#### [Extract to read]
== Segment start ==

Changing pattern of GI events associated with NSAIDs/LDA

A decline (from 1.5 to 0.5 %) in the rate of GI-related hospitalization from 1992 to 2000 was reported for rheumatoid arthritis patients in the USA [49]. A similar result showing a decline (from 2.1 to 1.2 %) in the rate of GI events was observed in a prospective observational study conducted in the Netherlands [50]. In addition, in a population-based study of patients hospitalized because of GI complications in 10 hospitals between 1996 and 2005 in Spain, a clear decreasing trend in upper-GI events and a significant increase in lower-GI events were demonstrated [51]. These trends over time appear to be associated with stricter adherence to preventive strategies for NSAID-induced GI injuries.

Casado Arroyo et al. conducted a prospective observational cohort study on the incidence of GI bleeding in patients on dual antiplatelet therapy who were receiving PPI co-therapy. They reported that lower-GI bleeding occurred more frequently than upper-GI bleeding (74 % lower vs. 26 % upper), and that this changing pattern of bleeding might reflect the success of gastroprotection [52].

== Segment end ==

#### [Source material]
== Segment start ==

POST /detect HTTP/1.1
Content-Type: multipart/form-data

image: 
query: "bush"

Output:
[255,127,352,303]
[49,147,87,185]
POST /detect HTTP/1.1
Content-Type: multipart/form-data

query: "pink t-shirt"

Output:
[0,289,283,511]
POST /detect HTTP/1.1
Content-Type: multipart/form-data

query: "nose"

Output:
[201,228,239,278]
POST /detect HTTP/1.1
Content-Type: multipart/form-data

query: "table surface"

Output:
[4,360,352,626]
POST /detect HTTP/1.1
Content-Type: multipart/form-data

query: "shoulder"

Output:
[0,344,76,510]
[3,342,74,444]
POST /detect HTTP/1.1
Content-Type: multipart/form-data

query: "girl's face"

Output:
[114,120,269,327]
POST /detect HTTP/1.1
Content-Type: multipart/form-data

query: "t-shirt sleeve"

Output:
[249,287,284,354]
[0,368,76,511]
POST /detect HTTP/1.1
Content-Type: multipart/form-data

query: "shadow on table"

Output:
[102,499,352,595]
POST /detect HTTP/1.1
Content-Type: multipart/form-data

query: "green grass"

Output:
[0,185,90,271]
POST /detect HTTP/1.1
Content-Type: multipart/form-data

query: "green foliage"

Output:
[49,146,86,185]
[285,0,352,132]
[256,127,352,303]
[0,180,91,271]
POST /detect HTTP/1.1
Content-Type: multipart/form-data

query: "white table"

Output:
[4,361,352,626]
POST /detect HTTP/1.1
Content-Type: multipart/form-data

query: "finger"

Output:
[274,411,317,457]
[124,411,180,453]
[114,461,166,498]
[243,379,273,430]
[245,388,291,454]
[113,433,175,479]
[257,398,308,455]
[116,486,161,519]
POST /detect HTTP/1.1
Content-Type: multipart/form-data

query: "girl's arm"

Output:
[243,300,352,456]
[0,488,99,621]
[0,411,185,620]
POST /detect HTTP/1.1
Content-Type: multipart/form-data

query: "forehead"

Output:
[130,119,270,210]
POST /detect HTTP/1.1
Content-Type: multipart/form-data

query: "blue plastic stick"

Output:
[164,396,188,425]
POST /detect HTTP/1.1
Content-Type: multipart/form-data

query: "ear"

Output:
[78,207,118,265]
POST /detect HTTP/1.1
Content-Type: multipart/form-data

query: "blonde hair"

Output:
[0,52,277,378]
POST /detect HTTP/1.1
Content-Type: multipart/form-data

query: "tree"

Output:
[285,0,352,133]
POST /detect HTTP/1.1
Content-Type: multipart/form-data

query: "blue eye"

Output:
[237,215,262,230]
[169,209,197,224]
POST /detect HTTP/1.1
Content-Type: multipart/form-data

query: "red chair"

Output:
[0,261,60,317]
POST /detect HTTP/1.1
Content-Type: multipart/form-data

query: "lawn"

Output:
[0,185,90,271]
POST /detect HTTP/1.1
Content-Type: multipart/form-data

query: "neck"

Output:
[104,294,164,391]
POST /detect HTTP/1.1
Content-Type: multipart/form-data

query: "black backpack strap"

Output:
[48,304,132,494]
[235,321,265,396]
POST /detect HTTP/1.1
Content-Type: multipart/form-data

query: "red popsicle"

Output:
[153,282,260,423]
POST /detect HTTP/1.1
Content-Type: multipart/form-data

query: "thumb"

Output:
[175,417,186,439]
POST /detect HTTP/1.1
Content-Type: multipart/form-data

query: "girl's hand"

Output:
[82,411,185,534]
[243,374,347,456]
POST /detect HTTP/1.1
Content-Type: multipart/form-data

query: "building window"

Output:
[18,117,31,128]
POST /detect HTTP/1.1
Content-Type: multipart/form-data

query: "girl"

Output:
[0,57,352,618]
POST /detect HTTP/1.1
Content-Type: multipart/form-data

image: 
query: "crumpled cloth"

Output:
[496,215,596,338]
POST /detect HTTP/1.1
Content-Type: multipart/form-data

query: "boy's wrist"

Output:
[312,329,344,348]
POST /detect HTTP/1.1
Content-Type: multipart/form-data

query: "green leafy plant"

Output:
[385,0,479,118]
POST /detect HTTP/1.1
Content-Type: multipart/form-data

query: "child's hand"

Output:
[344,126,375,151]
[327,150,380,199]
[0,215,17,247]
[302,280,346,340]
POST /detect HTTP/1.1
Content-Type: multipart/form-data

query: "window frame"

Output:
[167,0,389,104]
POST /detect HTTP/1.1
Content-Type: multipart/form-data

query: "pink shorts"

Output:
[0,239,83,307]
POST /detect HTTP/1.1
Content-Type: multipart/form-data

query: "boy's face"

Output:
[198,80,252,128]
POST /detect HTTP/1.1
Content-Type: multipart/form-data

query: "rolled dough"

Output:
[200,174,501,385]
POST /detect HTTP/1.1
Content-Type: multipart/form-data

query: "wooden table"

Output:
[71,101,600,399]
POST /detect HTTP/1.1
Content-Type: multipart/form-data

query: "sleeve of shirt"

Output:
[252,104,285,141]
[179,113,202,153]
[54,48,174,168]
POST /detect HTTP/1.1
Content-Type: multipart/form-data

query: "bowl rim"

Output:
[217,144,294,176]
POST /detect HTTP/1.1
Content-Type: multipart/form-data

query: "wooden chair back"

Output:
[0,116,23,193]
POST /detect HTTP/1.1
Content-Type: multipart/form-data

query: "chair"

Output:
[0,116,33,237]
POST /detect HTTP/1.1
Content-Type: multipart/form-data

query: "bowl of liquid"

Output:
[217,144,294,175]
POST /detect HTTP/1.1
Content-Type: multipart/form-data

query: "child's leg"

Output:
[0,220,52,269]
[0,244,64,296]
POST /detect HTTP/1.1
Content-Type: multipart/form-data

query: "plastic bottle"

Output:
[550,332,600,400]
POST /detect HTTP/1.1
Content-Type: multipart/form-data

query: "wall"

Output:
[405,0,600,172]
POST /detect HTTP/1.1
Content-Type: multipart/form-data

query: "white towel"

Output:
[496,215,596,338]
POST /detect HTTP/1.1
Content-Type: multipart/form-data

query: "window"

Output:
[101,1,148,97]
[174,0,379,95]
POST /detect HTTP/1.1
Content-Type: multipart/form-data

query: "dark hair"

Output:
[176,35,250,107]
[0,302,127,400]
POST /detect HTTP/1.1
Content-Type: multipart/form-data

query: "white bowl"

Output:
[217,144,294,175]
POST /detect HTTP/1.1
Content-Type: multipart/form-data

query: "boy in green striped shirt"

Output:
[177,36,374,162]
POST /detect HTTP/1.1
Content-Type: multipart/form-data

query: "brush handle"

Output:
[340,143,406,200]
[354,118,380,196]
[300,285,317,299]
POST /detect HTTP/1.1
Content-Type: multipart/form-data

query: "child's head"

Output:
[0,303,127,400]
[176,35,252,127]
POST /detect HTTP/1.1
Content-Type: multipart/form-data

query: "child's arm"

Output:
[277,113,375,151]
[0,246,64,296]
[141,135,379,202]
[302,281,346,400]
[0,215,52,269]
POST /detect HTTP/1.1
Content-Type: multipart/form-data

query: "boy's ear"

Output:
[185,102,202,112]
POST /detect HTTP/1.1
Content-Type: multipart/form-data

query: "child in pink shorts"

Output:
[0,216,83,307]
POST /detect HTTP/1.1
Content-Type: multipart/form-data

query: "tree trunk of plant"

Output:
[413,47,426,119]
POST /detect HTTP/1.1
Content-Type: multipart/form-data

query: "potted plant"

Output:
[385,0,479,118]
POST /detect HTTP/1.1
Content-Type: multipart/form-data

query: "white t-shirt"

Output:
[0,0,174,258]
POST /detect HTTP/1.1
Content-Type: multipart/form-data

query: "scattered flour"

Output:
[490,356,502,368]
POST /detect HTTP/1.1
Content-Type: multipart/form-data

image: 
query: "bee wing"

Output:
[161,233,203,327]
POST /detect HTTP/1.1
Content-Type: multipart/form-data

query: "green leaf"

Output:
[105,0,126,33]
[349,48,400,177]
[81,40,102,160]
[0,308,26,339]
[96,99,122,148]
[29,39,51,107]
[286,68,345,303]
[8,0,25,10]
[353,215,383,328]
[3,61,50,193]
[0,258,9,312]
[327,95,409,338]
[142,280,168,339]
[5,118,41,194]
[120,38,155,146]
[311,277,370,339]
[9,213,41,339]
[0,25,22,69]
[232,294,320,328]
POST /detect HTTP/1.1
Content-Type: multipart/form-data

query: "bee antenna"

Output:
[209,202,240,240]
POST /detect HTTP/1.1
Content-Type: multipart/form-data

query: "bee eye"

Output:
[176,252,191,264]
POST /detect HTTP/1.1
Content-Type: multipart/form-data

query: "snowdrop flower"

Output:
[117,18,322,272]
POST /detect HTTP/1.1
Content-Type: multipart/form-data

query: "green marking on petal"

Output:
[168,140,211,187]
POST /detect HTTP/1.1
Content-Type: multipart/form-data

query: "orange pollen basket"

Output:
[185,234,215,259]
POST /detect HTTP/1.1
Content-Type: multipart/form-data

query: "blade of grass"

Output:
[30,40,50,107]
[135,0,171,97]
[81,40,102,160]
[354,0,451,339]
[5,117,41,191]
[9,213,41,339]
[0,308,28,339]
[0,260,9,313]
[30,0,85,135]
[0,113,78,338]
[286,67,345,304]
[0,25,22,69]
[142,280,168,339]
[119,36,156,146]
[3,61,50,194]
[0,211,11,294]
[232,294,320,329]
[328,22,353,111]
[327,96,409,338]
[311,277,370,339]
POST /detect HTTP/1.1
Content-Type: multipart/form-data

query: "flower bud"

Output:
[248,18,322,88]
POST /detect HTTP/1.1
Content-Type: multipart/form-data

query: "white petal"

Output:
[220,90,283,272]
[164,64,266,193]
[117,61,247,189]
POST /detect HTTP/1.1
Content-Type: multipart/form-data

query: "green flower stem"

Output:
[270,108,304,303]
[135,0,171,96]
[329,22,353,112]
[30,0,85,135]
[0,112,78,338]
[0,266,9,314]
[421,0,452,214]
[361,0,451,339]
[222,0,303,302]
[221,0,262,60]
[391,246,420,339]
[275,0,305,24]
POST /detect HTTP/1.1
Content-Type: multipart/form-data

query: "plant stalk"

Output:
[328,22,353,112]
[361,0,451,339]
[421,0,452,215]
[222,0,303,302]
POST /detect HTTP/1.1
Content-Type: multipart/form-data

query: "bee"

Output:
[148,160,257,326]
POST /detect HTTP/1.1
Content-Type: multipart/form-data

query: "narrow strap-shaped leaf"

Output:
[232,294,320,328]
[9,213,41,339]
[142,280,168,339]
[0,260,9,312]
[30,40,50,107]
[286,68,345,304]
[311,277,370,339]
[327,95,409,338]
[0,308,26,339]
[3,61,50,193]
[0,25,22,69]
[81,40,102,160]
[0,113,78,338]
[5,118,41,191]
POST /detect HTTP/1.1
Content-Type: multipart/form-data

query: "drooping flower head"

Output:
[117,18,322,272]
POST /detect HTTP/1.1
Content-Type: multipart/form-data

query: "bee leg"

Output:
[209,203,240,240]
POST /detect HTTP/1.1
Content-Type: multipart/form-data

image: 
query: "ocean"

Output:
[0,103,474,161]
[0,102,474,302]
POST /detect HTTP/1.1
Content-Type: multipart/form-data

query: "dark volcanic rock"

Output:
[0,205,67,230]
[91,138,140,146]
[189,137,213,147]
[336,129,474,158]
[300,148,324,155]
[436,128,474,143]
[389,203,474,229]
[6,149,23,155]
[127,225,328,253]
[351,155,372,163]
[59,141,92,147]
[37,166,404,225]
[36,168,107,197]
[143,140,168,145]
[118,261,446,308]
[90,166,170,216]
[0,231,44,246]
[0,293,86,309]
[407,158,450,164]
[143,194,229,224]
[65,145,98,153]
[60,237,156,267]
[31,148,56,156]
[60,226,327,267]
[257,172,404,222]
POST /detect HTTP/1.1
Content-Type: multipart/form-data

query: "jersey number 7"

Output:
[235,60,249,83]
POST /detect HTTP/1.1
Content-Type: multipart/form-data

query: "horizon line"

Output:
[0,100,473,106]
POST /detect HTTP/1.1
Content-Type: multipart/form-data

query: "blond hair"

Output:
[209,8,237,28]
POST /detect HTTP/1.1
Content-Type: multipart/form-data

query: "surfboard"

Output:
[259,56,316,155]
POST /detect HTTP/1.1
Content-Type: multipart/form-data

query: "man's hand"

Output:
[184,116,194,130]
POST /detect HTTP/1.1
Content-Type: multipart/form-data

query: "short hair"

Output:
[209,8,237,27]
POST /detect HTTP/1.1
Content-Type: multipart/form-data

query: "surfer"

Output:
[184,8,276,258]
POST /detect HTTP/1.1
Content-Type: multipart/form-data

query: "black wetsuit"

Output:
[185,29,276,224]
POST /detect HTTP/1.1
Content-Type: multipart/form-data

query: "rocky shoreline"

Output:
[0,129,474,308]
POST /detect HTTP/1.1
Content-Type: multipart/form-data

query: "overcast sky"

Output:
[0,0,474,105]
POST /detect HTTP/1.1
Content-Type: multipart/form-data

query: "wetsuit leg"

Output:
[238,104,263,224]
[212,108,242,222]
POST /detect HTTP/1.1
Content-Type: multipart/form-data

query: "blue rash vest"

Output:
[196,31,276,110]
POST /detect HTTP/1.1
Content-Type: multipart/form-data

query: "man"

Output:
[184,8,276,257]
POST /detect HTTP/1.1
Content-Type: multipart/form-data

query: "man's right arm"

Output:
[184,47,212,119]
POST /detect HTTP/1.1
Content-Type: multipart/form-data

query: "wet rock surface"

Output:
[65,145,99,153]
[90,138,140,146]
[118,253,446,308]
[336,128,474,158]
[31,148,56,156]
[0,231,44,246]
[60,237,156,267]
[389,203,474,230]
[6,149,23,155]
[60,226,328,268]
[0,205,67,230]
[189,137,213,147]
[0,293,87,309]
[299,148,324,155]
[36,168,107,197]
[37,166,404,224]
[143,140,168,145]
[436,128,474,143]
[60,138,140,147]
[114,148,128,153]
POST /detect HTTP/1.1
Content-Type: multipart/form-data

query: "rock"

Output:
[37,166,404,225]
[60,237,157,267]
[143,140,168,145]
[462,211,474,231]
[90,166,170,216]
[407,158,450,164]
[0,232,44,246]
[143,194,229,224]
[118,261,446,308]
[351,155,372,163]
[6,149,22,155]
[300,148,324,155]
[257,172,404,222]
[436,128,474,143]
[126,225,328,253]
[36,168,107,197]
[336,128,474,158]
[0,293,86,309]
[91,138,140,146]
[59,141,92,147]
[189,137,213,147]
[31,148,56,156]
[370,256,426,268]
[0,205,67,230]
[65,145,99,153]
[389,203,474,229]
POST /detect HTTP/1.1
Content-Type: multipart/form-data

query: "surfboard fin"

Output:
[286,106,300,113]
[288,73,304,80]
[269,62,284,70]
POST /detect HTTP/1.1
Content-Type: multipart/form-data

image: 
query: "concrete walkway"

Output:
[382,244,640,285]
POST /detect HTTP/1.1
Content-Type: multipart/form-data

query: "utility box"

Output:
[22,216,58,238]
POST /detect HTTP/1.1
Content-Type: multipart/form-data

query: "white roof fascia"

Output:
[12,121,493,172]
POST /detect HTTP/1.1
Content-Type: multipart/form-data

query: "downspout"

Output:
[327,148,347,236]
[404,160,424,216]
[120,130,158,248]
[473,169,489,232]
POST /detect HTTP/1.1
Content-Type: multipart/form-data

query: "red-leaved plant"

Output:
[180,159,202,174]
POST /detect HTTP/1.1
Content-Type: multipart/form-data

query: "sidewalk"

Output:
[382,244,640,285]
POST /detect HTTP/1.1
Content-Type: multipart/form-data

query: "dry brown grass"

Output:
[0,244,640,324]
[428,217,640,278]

== Segment end ==

#### [Exercises to complete]
[1] According to the passage on GI events associated with NSAIDs/LDA, what share of GI bleeding was lower-GI bleeding in the Casado Arroyo et al. study?
[2] Write out the part of the passage on GI events associated with NSAIDs/LDA that begins at the words "A decline (from 1.5" and stops after "NSAID-induced GI injuries.".
The records bear no relation to the passage on GI events associated with NSAIDs/LDA.

#### [Results for the exercise]
[1] 74 %

[2]
A decline (from 1.5 to 0.5 %) in the rate of GI-related hospitalization from 1992 to 2000 was reported for rheumatoid arthritis patients in the USA [49]. A similar result showing a decline (from 2.1 to 1.2 %) in the rate of GI events was observed in a prospective observational study conducted in the Netherlands [50]. In addition, in a population-based study of patients hospitalized because of GI complications in 10 hospitals between 1996 and 2005 in Spain, a clear decreasing trend in upper-GI events and a significant increase in lower-GI events were demonstrated [51]. These trends over time appear to be associated with stricter adherence to preventive strategies for NSAID-induced GI injuries.